[WHAT TO WORK ON]
Would you please copy each line of the data in which the string "sink" occurs?

[DATA PROVIDED]
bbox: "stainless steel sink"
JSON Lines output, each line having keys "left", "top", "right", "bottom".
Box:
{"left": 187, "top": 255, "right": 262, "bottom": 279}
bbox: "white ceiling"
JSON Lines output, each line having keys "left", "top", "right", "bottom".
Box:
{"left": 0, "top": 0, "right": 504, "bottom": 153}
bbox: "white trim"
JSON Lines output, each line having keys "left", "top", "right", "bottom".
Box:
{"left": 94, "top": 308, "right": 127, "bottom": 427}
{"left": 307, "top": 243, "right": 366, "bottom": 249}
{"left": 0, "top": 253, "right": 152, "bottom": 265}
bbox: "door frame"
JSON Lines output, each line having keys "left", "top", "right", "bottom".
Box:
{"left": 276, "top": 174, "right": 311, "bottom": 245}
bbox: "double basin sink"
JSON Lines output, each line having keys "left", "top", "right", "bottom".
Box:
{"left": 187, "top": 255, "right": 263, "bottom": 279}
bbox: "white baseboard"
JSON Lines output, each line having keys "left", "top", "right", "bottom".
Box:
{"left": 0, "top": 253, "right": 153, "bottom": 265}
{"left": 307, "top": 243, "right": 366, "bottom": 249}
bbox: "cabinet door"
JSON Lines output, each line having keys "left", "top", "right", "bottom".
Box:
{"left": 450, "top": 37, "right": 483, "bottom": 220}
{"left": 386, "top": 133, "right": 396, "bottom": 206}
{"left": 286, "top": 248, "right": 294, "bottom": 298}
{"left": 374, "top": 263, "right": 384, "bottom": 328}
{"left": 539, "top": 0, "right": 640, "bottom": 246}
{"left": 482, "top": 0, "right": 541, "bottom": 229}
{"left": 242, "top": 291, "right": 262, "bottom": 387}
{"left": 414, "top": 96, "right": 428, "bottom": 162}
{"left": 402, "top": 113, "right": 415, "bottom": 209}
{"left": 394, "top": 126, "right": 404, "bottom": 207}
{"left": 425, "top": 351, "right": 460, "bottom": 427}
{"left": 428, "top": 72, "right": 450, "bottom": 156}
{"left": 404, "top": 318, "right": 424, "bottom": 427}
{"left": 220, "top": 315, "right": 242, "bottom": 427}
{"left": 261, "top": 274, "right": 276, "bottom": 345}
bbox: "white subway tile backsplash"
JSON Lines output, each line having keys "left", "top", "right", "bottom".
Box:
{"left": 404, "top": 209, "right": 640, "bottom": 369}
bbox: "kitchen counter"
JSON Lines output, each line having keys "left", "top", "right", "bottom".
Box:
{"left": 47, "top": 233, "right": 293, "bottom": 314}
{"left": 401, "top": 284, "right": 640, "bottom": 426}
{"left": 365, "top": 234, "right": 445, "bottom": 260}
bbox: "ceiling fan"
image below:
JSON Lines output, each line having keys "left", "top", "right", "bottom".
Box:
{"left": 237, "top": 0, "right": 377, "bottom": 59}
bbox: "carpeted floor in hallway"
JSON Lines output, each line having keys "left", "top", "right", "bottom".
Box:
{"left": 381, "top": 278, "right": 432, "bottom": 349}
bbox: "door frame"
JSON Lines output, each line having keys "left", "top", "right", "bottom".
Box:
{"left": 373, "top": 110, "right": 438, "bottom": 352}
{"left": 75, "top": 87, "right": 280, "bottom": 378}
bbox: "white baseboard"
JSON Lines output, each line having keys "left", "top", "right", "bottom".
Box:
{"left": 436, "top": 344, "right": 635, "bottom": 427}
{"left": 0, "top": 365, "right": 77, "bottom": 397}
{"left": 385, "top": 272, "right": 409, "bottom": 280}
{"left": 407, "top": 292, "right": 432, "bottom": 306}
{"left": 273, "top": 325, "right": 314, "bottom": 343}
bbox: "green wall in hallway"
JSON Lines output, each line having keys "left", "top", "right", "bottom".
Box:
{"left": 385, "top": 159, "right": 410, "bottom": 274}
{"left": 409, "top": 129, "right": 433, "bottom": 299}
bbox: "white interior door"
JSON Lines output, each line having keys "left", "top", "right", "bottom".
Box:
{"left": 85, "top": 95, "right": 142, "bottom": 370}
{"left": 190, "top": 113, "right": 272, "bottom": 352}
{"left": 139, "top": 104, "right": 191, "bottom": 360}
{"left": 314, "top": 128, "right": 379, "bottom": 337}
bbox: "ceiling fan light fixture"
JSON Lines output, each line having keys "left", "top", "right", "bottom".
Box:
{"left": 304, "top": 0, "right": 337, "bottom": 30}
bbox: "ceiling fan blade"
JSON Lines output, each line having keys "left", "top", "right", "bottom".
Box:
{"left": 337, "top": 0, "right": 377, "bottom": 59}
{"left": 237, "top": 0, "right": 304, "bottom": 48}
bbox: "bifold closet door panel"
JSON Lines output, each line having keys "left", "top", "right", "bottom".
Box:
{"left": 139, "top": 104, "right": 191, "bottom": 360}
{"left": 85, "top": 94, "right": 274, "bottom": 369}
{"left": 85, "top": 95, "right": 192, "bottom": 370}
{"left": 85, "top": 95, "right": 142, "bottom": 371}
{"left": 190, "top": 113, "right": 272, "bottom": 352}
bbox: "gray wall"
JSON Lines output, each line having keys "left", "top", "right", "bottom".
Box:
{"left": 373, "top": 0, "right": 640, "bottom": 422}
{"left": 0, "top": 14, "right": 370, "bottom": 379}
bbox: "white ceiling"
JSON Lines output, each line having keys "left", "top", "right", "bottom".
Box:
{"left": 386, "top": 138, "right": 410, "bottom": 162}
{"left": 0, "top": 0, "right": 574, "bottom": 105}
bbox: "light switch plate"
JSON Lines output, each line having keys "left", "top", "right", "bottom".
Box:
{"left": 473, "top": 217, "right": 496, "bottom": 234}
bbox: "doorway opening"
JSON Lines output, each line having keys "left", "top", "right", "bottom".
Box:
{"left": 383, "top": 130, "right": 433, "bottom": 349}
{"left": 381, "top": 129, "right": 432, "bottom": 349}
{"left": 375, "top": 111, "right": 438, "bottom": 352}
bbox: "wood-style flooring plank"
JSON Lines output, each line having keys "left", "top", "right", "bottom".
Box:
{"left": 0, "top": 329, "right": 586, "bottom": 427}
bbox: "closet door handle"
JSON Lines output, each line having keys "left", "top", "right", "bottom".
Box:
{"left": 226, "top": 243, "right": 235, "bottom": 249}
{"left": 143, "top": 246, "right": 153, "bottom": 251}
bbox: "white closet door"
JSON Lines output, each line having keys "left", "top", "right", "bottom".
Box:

[RESULT OF THE EXERCISE]
bbox: "stainless steel sink"
bbox: "double basin sink"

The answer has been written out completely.